[Article]:

----

Craig Evans, Doubting Thomas: Is the Gospel of Thomas an Authentic Witness to Jesus?, Midwestern Journal of Theology 8.1 (Fall 2009): 3-40 [my PDF copy, pages 17-18].

WINTERY KNIGHT continues this line of counter evidence showing that there is too much of a dependence on late materials (he quotes an article found at THEREFORE GOD EXISTS):

First reason, Thomas has literary dependence on TONS of other New Testament books, which favors a date for Thomas AFTER the books it quotes:

The Gospel of Thomas Cites Too Much Of The New Testament. Publishing writings in the first century was nothing like it is today. If you want a copy of something, you take a quill and some papyrus and you just copy it. That is how the books of the New Testament circulated. It was a very slow process. By the early second century, only a few of the books of the New Testament were in full circulation. Christians of that time only had a few of the books of the New Testament to reference. The epistles of Ignatious, written in AD 110, does not even quote half of the New Testament.

But the gospel of Thomas shows familiarity with 15 of the 27 books of the New Testament! Doctor Craig Evans pointed out that he was not aware of any Christian writing which referenced this much of the New Testament prior to AD 150. The Gospel of Thomas simply references far too many books to be dated early. But despite that, the Jesus Seminar attempts to date Thomas between AD 60 and 70.

Further, this gospel not only cites too much New Testament material. It cites the later New Testament material. Mark was not very strong in Greek grammar and etiquette, so when Matthew and Luke quoted Mark, they polished his wording. The gospel of Thomas quotes the polished wording, the later version. In fact, Thomas even has material from the gospel of John – penned in about AD 90. How can a book from AD 60 or 70 quote a book from AD 90? Thomas is not independent of the other gospels, it quotes the later ones and it is not early, it quotes too much of the New Testament to be considered early.

----

[Supplied material]:
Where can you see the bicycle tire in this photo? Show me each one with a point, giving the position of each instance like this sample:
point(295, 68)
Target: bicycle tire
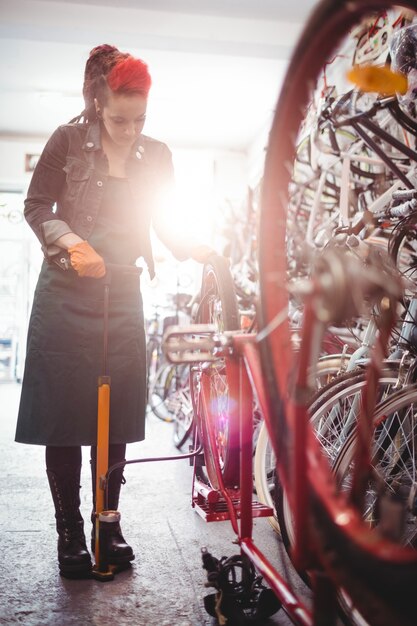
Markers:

----

[Goal 1]: In the passage on the Gospel of Thomas, how many New Testament books is Thomas said to show familiarity with?
[Goal 2]: Resume the passage on the dating of the Gospel of Thomas after its last sentence.

[Written reply 1]: 15 of the 27

[Written reply 2]:
All these resources deal with other counter evidences to an early writing/publication of this “gospel,” however, I am only sharing resources that others an more thoroughly investigate for themselves. James White states simply the two lines of evidence showing a late, “non-fifth ‘gospel'” aspect of Thomas (EQUIP.ORG):

The large majority of scholars date The Gospel of Thomas to the middle of the second century. The reason is obvious. The religious beliefs and concepts that came into vogue after the New Testament period deeply influenced this work. Strange, esoteric doctrines and beliefs appear throughout Thomas. These teachings are not only directly contradictory to the teachings of the canonical Gospels, but they also point to a date for the production of the work well into the century after Christ. Here is a sampling of interesting statements attributed to Jesus in The Gospel of Thomas:

  • “When you see one who was not born of woman, fall on your faces and worship. That one is your Father” (15).
  • “If the flesh came into being because of spirit, that is a marvel, but if spirit came into being because of the body, that is a marvel of marvels. Yet I marvel at how this great wealth has come to dwell in this poverty” (29:1–3).
  • “Where there are three deities, they are divine. Where there are two or one, I am with that one” (30).
  • “Congratulations to those who are alone and chosen, for you will find the [Father’s] domain. For you have come from it, and will return there again….If they say to you, ‘Where have you come from?’ say to them, ‘We have come from the light, from the place where the light came into being by itself, established [itself], and appeared in their image.’ If they say to you, ‘Is it you?’ say, ‘We are its children, and we are the chosen of the living Father.’ If they ask you, ‘What is the evidence of your Father in you?’ say to them, ‘It is motion and rest’” (49–50:1–3).
  • “I am the light that is over all things. I am all: from me all came forth, and to me all attained. Split a piece of wood; I am there. Lift up the stone, and you will find me there” (77:1–3).
  • “How miserable is the body that depends on a body, and how miserable is the soul that depends on these two” (87).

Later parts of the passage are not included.